● DATA RECORDS:

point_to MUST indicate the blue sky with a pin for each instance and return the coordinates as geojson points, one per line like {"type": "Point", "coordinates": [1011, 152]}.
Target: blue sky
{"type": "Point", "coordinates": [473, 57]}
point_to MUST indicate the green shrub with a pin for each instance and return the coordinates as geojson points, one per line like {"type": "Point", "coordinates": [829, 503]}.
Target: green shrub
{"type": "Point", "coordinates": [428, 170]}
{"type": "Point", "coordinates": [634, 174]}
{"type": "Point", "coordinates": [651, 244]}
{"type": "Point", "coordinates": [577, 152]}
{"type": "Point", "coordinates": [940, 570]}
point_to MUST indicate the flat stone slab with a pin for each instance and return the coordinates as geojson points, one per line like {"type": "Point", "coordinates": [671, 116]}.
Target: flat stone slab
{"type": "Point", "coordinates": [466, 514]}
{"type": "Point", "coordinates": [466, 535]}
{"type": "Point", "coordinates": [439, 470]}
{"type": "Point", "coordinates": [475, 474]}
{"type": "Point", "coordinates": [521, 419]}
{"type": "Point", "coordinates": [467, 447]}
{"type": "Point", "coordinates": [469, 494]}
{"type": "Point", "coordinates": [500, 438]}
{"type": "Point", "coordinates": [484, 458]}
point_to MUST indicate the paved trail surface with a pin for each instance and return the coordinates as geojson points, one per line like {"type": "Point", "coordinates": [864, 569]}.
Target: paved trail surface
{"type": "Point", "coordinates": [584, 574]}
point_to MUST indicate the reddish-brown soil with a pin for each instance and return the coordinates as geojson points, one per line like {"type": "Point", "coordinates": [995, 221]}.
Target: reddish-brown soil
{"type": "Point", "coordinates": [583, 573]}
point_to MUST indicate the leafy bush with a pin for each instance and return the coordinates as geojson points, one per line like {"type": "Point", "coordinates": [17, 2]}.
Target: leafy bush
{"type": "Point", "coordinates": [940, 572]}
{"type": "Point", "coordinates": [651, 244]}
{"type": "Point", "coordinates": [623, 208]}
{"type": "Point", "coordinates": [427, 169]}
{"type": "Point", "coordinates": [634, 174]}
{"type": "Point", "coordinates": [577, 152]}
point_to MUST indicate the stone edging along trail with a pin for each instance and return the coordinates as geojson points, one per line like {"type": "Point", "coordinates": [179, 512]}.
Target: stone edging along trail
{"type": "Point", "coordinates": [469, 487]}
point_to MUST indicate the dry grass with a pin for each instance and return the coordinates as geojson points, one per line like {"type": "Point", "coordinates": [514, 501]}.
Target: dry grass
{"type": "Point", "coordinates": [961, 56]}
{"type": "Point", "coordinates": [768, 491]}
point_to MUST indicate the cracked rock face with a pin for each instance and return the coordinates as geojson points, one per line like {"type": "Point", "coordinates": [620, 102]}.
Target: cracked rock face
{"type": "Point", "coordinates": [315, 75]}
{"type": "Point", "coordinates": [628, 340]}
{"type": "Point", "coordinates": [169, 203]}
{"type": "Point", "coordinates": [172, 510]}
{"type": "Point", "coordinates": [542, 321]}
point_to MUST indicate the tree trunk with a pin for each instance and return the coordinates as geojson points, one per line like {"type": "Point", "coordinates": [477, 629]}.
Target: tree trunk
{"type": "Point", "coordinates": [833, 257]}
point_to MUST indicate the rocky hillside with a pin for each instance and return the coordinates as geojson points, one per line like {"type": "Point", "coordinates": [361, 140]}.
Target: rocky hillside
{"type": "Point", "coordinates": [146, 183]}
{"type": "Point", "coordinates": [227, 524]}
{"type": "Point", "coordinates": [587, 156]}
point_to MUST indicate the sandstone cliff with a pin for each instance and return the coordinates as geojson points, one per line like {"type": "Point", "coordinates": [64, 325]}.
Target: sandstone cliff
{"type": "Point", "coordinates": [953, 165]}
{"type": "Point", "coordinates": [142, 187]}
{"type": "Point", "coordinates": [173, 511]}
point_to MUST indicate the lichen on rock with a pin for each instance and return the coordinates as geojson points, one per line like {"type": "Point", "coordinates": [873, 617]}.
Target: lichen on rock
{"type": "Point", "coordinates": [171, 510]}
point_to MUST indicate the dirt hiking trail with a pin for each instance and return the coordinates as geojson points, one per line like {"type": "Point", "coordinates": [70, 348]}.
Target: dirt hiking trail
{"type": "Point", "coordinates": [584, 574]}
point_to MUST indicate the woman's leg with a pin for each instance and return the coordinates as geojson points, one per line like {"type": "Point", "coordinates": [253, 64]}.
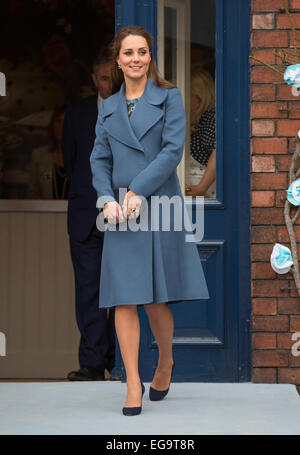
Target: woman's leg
{"type": "Point", "coordinates": [162, 325]}
{"type": "Point", "coordinates": [127, 326]}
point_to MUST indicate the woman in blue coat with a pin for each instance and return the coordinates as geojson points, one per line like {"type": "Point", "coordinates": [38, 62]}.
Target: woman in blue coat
{"type": "Point", "coordinates": [140, 135]}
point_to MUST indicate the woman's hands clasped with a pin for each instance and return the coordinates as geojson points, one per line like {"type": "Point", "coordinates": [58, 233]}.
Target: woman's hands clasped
{"type": "Point", "coordinates": [113, 213]}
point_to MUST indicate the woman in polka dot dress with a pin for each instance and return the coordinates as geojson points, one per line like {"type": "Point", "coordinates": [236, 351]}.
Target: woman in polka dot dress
{"type": "Point", "coordinates": [203, 135]}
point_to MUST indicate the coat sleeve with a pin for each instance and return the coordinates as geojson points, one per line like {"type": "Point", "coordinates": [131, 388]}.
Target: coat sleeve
{"type": "Point", "coordinates": [167, 160]}
{"type": "Point", "coordinates": [68, 145]}
{"type": "Point", "coordinates": [101, 161]}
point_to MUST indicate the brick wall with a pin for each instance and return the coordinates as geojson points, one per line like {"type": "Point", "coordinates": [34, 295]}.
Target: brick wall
{"type": "Point", "coordinates": [275, 124]}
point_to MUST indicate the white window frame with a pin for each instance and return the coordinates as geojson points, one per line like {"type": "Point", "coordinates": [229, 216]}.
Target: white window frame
{"type": "Point", "coordinates": [183, 9]}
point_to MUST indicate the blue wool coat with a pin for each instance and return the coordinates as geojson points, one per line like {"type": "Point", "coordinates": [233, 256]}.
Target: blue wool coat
{"type": "Point", "coordinates": [141, 153]}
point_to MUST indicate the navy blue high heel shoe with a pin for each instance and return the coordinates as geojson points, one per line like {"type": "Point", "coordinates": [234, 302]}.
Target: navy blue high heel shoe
{"type": "Point", "coordinates": [156, 395]}
{"type": "Point", "coordinates": [135, 410]}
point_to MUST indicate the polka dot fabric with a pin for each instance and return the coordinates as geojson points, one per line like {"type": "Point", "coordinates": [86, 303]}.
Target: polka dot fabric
{"type": "Point", "coordinates": [203, 140]}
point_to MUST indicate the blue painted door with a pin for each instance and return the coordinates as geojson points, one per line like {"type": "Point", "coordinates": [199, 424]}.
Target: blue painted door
{"type": "Point", "coordinates": [212, 338]}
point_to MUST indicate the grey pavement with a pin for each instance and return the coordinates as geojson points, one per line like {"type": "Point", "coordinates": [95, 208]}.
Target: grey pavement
{"type": "Point", "coordinates": [34, 408]}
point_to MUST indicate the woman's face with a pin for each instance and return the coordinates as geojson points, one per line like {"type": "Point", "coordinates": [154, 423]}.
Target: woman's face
{"type": "Point", "coordinates": [195, 101]}
{"type": "Point", "coordinates": [134, 57]}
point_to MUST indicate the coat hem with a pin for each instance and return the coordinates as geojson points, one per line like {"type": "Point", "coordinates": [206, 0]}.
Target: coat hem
{"type": "Point", "coordinates": [159, 301]}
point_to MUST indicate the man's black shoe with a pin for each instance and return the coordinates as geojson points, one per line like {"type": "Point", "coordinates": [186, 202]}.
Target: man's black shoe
{"type": "Point", "coordinates": [86, 374]}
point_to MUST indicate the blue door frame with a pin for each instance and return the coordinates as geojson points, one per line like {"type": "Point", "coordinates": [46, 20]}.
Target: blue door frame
{"type": "Point", "coordinates": [231, 211]}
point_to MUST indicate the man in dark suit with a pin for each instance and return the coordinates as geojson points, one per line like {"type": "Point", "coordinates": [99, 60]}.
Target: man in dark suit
{"type": "Point", "coordinates": [96, 326]}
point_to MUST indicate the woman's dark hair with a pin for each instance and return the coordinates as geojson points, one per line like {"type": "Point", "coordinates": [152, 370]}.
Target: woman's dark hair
{"type": "Point", "coordinates": [117, 74]}
{"type": "Point", "coordinates": [103, 56]}
{"type": "Point", "coordinates": [58, 111]}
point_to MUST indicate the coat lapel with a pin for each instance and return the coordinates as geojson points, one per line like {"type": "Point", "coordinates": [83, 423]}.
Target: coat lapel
{"type": "Point", "coordinates": [147, 112]}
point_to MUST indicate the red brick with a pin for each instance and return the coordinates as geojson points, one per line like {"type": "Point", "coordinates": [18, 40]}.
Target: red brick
{"type": "Point", "coordinates": [260, 215]}
{"type": "Point", "coordinates": [266, 5]}
{"type": "Point", "coordinates": [288, 127]}
{"type": "Point", "coordinates": [264, 306]}
{"type": "Point", "coordinates": [280, 199]}
{"type": "Point", "coordinates": [263, 92]}
{"type": "Point", "coordinates": [263, 21]}
{"type": "Point", "coordinates": [262, 199]}
{"type": "Point", "coordinates": [269, 110]}
{"type": "Point", "coordinates": [271, 146]}
{"type": "Point", "coordinates": [263, 234]}
{"type": "Point", "coordinates": [268, 288]}
{"type": "Point", "coordinates": [263, 163]}
{"type": "Point", "coordinates": [264, 55]}
{"type": "Point", "coordinates": [283, 21]}
{"type": "Point", "coordinates": [270, 358]}
{"type": "Point", "coordinates": [269, 39]}
{"type": "Point", "coordinates": [261, 252]}
{"type": "Point", "coordinates": [289, 306]}
{"type": "Point", "coordinates": [284, 340]}
{"type": "Point", "coordinates": [264, 375]}
{"type": "Point", "coordinates": [283, 162]}
{"type": "Point", "coordinates": [265, 75]}
{"type": "Point", "coordinates": [263, 340]}
{"type": "Point", "coordinates": [270, 323]}
{"type": "Point", "coordinates": [293, 360]}
{"type": "Point", "coordinates": [292, 145]}
{"type": "Point", "coordinates": [294, 111]}
{"type": "Point", "coordinates": [289, 375]}
{"type": "Point", "coordinates": [295, 323]}
{"type": "Point", "coordinates": [263, 128]}
{"type": "Point", "coordinates": [293, 290]}
{"type": "Point", "coordinates": [285, 93]}
{"type": "Point", "coordinates": [295, 4]}
{"type": "Point", "coordinates": [291, 38]}
{"type": "Point", "coordinates": [283, 236]}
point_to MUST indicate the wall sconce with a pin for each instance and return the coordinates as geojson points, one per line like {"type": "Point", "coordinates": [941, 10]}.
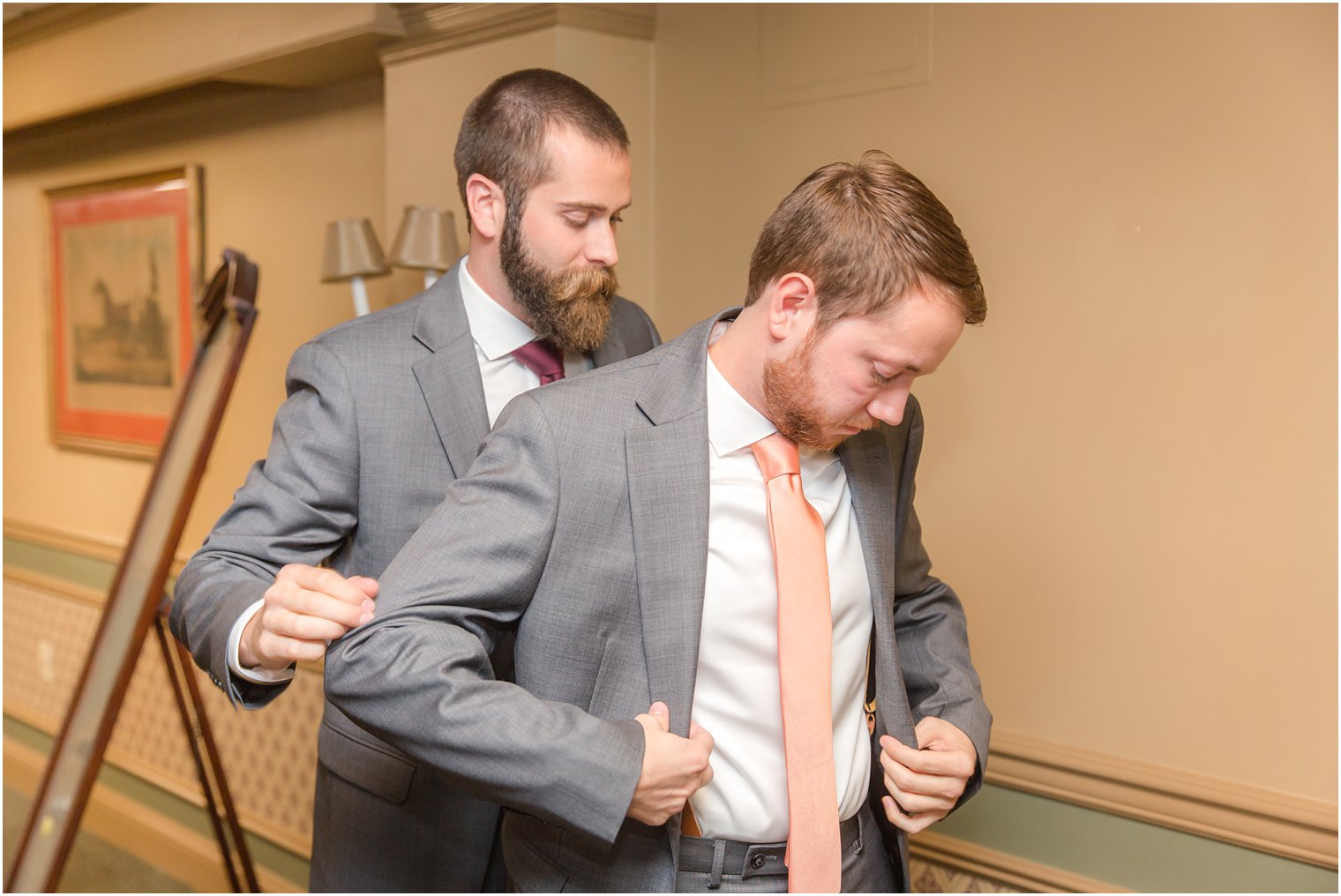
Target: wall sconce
{"type": "Point", "coordinates": [352, 254]}
{"type": "Point", "coordinates": [425, 241]}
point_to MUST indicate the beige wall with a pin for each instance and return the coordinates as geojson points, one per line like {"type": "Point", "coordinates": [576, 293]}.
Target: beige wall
{"type": "Point", "coordinates": [278, 165]}
{"type": "Point", "coordinates": [1129, 473]}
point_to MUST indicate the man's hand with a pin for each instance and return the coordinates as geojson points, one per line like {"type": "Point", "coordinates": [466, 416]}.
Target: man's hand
{"type": "Point", "coordinates": [304, 608]}
{"type": "Point", "coordinates": [925, 784]}
{"type": "Point", "coordinates": [673, 767]}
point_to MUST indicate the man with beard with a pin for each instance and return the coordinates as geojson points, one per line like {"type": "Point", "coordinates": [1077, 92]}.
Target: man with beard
{"type": "Point", "coordinates": [722, 529]}
{"type": "Point", "coordinates": [382, 414]}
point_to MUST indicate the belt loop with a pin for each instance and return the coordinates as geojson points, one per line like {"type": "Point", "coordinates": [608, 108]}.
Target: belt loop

● PROBLEM REQUIREMENTS:
Only the lines from the first line of the records through the line with "point_to MUST indicate the leafy" should be reproduced, exactly and with nothing added.

● TASK OUTPUT:
point_to MUST indicate the blue sky with a pin for each instance and return the coordinates as geojson points, one per line like {"type": "Point", "coordinates": [1011, 152]}.
Target: blue sky
{"type": "Point", "coordinates": [473, 57]}
point_to MUST indicate the green shrub with a pin for each instance and return the coordinates as geojson points, one per line like {"type": "Point", "coordinates": [829, 503]}.
Target: green shrub
{"type": "Point", "coordinates": [428, 170]}
{"type": "Point", "coordinates": [634, 174]}
{"type": "Point", "coordinates": [651, 244]}
{"type": "Point", "coordinates": [577, 152]}
{"type": "Point", "coordinates": [940, 570]}
point_to MUST indicate the flat stone slab with a pin for each instance and return the coordinates as geojson points, one per line like {"type": "Point", "coordinates": [671, 116]}.
Target: flat stone slab
{"type": "Point", "coordinates": [466, 514]}
{"type": "Point", "coordinates": [466, 535]}
{"type": "Point", "coordinates": [439, 470]}
{"type": "Point", "coordinates": [475, 474]}
{"type": "Point", "coordinates": [521, 419]}
{"type": "Point", "coordinates": [467, 447]}
{"type": "Point", "coordinates": [469, 494]}
{"type": "Point", "coordinates": [500, 438]}
{"type": "Point", "coordinates": [484, 458]}
point_to MUST indicate the paved trail surface with a pin for each instance and return the coordinates as geojson points, one per line like {"type": "Point", "coordinates": [864, 569]}.
Target: paved trail surface
{"type": "Point", "coordinates": [584, 574]}
point_to MUST indicate the reddish-brown soil with a pin for each instance and return the coordinates as geojson points, one per line like {"type": "Point", "coordinates": [995, 221]}.
Target: reddish-brown soil
{"type": "Point", "coordinates": [583, 573]}
point_to MUST indicate the leafy bush with a pin for each instance and return the coordinates as geojson points, one per line like {"type": "Point", "coordinates": [17, 2]}.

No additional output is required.